## DESCRIPTION OF THE TASK
The essay below names a lesson in each of its sections. List every lesson it names, in order.

## GIVEN PASSAGE
'''

Stay Woke
After self-sabotaging for several years; I decided to do something different. I was at the peak of my professional career, living in Los Angeles and traveling the world but deep down I was a miserable young woman. I found myself reliving the same situations over and over and projecting my pain on others around me. The definition of insanity is doing the same thing yet expecting a different outcome. For years this was me. Drowning in self-doubt and suffering from the shame. The moment I decided to initiate change in my life, I stopped avoiding my pain, and finally took responsibly for my wellbeing. The lesson for me was overstanding introspection and recognizing the power within myself.
The Dark Ages
In my mid-twenties, I experienced deep cycles of depression. I was living in Los Angeles, managing a high volume store, traveling the world, and right at the point of a mental breakdown. Things haunted me daily, and I wasn't equipped to deal with them. Yes, I prayed and yes I knew all about having faith, yet nothing change. At my lowest, I began to suppress my feelings. Wondering exactly who I was, my purpose and why things weren't changing. I remember vividly driving to work, on several occasions, parking my car and spiraling into an uncontrollable panic attack. I was in a leadership position responsible for setting a positive environment for my employees and I couldn't even get out of my car. After several failed attempts to relieve myself, I decided to seek professional help. The lesson was learning how to ask for help.
The Shift
Seeking professional help was the best decision I made. Being able to release my pain and frustration allowed me to repair and heal. Finally, I was able to speak about traumatic situations in a safe space and not feel guilty for being angry about it. For years I thought I wasn't allowed to talk about my pain because it meant I didn't trust the guy in the sky. I later realized I possessed the power to heal and there was no need to look anywhere outside of myself. My therapist introduced me to the teachings of James Allen and Eckhart Tollie. Their teachings empowered and reminded me to be still and reconnect with myself. Something I had become numb to in order to cope. With this reminder, I began to practice meditation and do more study. I came across a small book by Thich Nhat Hann. His teachings encouraged mindfulness. Being mindful of my feelings and actions helped me further understand my response to things. Therapy was the push I needed to begin engineering my life from within my being. Approaching life in this manner is liberating. Experiencing life form an inward stance is the only way to fully engage with all that is around you. The lesson was learning to look within.

'''

## PROVIDED MATERIAL
'''

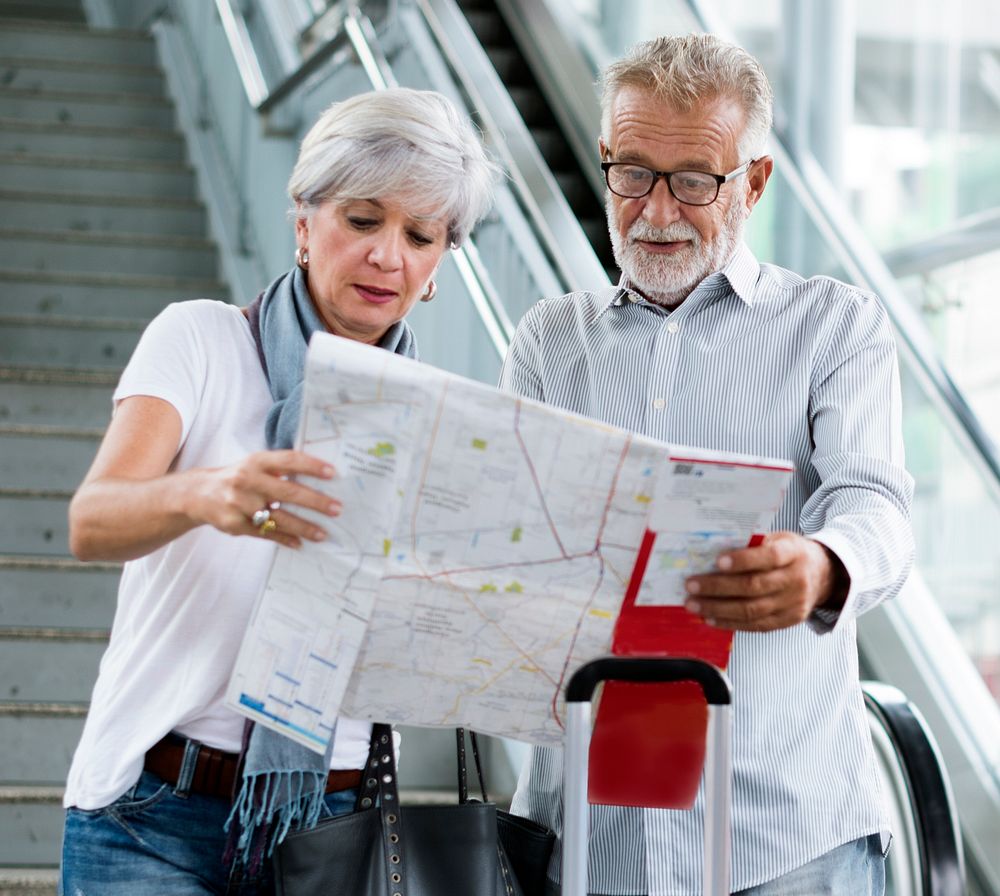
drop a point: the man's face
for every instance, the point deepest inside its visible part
(666, 248)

'''

## TASK RESULT
1. Overstanding introspection and recognizing the power within myself
2. Learning how to ask for help
3. Learning to look within